* _AIM OF THE EXERCISE_
Copy the lines below verbatim, but only from the line containing "Where can the cabinet knob" through the end of the data.

* _ENTRIES SHOWN_
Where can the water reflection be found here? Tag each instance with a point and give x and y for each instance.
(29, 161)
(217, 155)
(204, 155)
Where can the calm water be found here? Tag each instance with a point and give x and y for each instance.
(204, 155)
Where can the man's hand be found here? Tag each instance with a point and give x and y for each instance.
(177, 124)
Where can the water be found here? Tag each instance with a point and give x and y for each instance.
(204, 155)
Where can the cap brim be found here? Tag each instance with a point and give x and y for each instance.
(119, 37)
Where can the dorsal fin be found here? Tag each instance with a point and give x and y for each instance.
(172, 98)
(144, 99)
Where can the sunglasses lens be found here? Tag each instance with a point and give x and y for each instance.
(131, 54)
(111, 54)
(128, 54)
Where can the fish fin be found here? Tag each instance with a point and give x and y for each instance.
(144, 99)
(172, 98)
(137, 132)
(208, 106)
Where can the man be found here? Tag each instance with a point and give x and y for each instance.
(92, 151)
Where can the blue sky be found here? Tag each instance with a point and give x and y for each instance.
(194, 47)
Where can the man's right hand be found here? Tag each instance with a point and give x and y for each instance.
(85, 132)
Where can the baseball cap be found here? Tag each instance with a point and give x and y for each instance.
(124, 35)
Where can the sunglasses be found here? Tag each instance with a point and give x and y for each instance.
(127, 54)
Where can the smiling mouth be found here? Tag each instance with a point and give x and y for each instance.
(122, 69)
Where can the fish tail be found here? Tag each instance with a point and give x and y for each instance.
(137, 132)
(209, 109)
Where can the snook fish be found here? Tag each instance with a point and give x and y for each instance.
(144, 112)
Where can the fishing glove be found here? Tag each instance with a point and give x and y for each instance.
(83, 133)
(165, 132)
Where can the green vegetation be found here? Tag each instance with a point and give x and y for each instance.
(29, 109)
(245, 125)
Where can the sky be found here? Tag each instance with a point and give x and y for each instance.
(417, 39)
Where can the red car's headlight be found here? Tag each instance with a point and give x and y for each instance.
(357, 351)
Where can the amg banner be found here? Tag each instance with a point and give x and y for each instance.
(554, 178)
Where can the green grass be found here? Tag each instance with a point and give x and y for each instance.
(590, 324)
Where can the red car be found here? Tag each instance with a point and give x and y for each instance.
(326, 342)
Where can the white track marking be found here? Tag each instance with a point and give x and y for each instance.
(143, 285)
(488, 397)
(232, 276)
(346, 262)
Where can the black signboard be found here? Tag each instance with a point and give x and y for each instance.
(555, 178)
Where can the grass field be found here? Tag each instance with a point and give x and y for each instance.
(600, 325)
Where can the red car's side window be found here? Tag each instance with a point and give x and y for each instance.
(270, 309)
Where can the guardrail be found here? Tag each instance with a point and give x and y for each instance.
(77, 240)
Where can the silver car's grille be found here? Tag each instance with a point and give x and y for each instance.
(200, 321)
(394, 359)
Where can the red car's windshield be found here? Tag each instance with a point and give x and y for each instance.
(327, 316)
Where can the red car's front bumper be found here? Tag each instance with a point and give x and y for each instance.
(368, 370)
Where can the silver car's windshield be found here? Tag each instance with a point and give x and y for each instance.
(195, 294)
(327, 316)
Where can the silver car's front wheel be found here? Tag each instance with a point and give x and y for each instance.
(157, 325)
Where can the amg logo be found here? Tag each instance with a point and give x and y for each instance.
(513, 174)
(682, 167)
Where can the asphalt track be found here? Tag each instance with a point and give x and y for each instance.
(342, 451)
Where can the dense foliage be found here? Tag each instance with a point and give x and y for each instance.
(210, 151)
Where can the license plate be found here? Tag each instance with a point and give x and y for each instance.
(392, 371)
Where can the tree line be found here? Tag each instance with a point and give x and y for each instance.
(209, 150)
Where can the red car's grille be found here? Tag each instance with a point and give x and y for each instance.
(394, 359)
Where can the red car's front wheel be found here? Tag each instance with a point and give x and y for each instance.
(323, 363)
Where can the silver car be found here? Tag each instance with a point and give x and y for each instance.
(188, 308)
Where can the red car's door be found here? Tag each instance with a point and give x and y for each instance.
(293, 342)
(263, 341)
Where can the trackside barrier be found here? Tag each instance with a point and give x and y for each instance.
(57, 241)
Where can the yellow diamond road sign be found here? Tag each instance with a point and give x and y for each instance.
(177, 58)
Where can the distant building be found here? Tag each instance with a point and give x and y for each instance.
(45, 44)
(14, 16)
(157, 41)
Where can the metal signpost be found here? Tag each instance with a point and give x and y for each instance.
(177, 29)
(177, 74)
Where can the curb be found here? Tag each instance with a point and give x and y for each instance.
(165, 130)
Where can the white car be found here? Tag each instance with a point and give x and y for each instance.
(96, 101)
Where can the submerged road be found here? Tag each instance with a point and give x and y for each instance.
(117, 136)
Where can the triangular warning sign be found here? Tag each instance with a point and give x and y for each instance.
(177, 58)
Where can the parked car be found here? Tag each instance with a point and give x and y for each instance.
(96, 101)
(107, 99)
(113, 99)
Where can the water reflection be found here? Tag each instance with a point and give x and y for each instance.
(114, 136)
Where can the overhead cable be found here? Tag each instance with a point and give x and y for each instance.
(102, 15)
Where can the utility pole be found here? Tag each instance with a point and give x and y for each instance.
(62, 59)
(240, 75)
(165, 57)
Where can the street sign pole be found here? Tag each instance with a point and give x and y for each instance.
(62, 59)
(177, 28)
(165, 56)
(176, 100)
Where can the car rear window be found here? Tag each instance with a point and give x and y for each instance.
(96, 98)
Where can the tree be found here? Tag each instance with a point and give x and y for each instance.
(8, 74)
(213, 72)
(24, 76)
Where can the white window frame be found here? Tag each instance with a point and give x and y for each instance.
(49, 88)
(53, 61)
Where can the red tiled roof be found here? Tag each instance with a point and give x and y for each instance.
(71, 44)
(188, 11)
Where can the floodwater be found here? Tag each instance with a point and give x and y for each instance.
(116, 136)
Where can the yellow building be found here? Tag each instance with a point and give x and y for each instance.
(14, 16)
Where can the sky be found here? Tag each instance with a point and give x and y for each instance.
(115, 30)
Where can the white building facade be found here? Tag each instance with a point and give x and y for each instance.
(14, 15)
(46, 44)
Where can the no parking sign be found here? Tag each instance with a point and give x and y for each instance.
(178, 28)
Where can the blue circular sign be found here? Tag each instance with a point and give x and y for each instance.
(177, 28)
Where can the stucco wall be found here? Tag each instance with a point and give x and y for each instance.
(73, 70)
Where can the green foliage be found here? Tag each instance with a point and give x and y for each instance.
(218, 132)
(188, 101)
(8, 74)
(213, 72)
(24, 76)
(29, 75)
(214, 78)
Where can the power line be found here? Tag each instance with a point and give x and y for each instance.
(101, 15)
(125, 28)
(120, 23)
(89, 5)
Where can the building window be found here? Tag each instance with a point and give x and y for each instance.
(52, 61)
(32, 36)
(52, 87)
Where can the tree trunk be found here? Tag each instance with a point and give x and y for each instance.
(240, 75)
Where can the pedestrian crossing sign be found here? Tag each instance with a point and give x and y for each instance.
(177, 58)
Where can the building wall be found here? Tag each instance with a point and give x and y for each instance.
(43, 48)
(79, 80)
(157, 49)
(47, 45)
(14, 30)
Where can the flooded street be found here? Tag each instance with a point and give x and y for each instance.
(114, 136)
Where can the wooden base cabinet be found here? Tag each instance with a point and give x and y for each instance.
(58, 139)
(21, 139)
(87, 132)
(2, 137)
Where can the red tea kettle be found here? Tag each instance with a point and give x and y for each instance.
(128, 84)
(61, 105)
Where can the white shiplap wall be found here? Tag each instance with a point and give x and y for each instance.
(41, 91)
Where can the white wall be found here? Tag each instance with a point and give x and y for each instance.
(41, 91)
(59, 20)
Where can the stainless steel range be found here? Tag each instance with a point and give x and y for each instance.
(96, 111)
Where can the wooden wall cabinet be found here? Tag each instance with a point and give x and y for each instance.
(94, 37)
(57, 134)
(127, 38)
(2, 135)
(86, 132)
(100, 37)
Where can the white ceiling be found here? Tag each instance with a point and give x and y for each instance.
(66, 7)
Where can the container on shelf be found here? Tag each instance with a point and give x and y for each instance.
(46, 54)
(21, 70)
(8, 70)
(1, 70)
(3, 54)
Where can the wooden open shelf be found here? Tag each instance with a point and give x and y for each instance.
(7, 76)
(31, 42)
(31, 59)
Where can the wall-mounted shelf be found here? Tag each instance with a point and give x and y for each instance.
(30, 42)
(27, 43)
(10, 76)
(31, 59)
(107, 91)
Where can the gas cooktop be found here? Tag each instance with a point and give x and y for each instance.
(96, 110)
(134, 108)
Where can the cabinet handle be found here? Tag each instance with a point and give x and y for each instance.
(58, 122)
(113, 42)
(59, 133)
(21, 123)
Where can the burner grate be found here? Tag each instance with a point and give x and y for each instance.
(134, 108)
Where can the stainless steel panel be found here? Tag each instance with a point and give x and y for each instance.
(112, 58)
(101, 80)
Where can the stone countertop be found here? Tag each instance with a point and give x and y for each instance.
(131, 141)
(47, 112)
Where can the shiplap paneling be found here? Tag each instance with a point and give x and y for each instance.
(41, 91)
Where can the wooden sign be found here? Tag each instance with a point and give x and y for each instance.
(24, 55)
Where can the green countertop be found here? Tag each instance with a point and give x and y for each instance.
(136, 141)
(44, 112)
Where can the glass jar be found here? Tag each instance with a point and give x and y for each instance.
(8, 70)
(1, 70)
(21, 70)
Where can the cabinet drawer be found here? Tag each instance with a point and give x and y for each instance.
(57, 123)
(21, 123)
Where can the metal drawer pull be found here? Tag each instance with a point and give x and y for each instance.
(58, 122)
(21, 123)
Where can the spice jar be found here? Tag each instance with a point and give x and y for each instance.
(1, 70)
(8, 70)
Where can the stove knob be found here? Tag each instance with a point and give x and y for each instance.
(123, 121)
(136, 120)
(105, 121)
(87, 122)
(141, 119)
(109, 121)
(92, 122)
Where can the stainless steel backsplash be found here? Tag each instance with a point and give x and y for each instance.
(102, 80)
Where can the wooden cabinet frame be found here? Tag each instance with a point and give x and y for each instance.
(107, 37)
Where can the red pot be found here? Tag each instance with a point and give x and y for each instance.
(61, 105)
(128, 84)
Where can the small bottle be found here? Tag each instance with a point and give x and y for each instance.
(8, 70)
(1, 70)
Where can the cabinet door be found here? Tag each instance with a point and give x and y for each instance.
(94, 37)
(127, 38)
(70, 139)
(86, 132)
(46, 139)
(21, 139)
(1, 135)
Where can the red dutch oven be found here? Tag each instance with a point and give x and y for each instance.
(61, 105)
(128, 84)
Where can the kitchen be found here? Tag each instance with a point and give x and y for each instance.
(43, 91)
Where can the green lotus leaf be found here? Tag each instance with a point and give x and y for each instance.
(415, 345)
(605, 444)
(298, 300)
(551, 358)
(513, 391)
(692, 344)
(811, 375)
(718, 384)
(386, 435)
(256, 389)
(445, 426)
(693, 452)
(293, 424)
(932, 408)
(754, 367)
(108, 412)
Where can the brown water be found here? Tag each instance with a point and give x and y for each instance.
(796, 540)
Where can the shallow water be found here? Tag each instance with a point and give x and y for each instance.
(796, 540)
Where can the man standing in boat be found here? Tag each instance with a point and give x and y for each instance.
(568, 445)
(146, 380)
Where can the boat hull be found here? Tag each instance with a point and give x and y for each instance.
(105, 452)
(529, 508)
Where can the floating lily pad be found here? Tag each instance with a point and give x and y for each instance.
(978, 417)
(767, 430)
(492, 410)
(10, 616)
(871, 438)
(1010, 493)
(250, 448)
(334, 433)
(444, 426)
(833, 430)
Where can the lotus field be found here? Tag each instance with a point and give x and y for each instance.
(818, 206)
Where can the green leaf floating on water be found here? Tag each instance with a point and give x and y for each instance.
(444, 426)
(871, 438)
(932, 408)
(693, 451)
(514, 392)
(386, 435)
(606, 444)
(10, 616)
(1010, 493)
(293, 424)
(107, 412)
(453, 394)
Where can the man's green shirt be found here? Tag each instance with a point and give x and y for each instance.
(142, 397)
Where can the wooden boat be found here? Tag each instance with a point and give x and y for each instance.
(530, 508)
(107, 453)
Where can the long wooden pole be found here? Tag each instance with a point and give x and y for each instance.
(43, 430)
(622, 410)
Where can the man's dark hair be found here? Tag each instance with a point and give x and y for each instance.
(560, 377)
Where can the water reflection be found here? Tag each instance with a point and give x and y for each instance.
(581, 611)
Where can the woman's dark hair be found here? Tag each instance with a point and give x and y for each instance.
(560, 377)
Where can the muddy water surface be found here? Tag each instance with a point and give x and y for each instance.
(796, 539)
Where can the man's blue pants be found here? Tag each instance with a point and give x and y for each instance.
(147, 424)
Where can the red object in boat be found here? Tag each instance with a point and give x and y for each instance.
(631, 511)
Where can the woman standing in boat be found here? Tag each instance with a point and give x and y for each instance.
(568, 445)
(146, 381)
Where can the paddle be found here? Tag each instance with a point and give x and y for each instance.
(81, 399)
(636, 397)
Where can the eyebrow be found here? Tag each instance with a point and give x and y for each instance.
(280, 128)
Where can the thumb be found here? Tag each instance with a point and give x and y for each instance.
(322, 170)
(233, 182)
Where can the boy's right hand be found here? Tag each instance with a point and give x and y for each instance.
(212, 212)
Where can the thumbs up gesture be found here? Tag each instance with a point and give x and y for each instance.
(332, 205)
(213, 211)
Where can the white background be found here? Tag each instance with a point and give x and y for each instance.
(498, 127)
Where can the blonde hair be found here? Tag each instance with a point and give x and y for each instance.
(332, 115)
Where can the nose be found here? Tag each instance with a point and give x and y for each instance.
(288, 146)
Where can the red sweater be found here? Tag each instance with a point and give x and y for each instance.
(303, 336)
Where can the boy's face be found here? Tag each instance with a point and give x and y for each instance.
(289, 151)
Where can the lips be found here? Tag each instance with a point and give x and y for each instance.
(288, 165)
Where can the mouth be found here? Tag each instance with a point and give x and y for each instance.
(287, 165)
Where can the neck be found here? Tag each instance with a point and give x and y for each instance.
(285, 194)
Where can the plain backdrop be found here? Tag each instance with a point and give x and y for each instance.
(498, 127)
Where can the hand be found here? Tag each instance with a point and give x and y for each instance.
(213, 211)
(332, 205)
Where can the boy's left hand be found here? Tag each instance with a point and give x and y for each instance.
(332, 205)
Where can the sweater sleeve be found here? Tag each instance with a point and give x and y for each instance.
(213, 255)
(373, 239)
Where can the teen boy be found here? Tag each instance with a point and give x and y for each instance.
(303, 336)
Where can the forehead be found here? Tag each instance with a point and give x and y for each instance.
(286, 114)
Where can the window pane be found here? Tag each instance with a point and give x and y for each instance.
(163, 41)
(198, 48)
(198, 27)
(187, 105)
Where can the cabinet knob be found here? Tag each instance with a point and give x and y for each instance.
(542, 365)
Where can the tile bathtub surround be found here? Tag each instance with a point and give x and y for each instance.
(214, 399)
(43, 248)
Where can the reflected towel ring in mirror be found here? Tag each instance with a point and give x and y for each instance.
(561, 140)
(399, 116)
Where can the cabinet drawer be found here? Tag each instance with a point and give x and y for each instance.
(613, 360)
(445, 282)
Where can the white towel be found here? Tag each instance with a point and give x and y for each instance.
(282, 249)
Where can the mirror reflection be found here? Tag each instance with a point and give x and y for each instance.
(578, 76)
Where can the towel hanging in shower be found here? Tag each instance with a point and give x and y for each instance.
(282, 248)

* _EXPECTED OUTPUT_
Where can the cabinet knob be found here? Tag each instance with a point and give x and y for each instance.
(542, 365)
Where can the tile bathtub surround be found here? Tag each instance with a point and give x and y for each instance.
(214, 399)
(43, 248)
Where can the reflected towel ring in mirror be found here? Tag each instance with a point and give x and y for each instance.
(561, 140)
(399, 116)
Where can the cabinet drawer be found here? Tag each instance with a point and give x and y for each instance.
(613, 360)
(445, 282)
Where can the white towel be found here? Tag each instance with a point and give x and y for each instance.
(282, 249)
Where can the mirror reflection be found here? Tag each instance with a point and give x and y for each instance.
(578, 76)
Where can the towel hanging in shower be found here? Tag each instance with a point and give x and y for each instance.
(282, 248)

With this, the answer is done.